Instrução
Troque "Quality check round" por "Review round" em todos os registros abaixo, mantendo todo o resto inalterado. Deixe as imagens de fora da resposta.

··· Registros extraídos

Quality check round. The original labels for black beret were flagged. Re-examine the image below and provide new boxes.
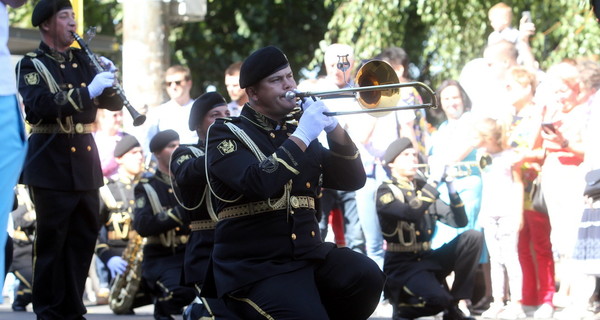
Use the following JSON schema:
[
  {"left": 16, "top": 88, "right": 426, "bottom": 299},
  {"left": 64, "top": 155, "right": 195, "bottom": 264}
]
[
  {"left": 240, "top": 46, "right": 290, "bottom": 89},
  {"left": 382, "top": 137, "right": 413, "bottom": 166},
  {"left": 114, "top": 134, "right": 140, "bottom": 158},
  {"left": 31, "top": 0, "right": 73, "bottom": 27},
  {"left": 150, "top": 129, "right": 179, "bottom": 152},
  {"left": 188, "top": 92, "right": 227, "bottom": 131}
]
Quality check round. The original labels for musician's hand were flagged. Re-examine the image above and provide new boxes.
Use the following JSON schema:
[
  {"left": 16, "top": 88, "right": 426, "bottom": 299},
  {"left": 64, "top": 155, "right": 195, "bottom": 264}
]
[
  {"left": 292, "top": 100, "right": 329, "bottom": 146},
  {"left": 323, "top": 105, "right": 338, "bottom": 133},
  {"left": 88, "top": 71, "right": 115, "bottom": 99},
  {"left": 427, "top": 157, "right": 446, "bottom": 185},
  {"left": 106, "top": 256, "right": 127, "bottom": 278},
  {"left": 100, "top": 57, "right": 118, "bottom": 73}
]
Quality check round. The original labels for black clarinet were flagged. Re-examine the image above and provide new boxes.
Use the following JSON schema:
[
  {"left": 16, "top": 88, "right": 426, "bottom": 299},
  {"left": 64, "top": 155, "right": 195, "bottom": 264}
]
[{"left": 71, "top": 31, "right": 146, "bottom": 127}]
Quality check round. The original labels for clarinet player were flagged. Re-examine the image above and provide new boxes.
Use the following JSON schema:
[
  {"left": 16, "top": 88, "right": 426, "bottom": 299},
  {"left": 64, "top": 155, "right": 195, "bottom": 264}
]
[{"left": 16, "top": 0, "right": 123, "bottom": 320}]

······

Resposta da tarefa
Review round. The original labels for black beret were flagged. Re-examine the image below and provide new boxes.
Use the following JSON schema:
[
  {"left": 16, "top": 88, "right": 426, "bottom": 299},
  {"left": 64, "top": 155, "right": 195, "bottom": 264}
]
[
  {"left": 240, "top": 46, "right": 290, "bottom": 89},
  {"left": 382, "top": 137, "right": 413, "bottom": 166},
  {"left": 114, "top": 134, "right": 140, "bottom": 158},
  {"left": 31, "top": 0, "right": 73, "bottom": 27},
  {"left": 150, "top": 129, "right": 179, "bottom": 152},
  {"left": 188, "top": 92, "right": 227, "bottom": 131}
]
Review round. The original labels for musician's hand were flagged. Re-examine the image above and provide new boxes.
Use the following JSON schema:
[
  {"left": 16, "top": 88, "right": 426, "bottom": 299},
  {"left": 64, "top": 155, "right": 195, "bottom": 264}
]
[
  {"left": 292, "top": 100, "right": 329, "bottom": 146},
  {"left": 323, "top": 105, "right": 338, "bottom": 133},
  {"left": 88, "top": 71, "right": 115, "bottom": 99},
  {"left": 427, "top": 157, "right": 446, "bottom": 185},
  {"left": 106, "top": 256, "right": 127, "bottom": 278},
  {"left": 100, "top": 57, "right": 118, "bottom": 73}
]
Review round. The original labels for black clarinet were flagged. Re-examine the image above and provide new boxes.
Use the following JSON schema:
[
  {"left": 16, "top": 88, "right": 426, "bottom": 299},
  {"left": 64, "top": 155, "right": 195, "bottom": 264}
]
[{"left": 71, "top": 31, "right": 146, "bottom": 127}]
Review round. The original labels for clarinet player were flagged. Re-examine the image above and provide new boxes.
Use the following JSON schema:
[
  {"left": 16, "top": 88, "right": 426, "bottom": 299},
  {"left": 64, "top": 155, "right": 195, "bottom": 264}
]
[{"left": 16, "top": 0, "right": 123, "bottom": 320}]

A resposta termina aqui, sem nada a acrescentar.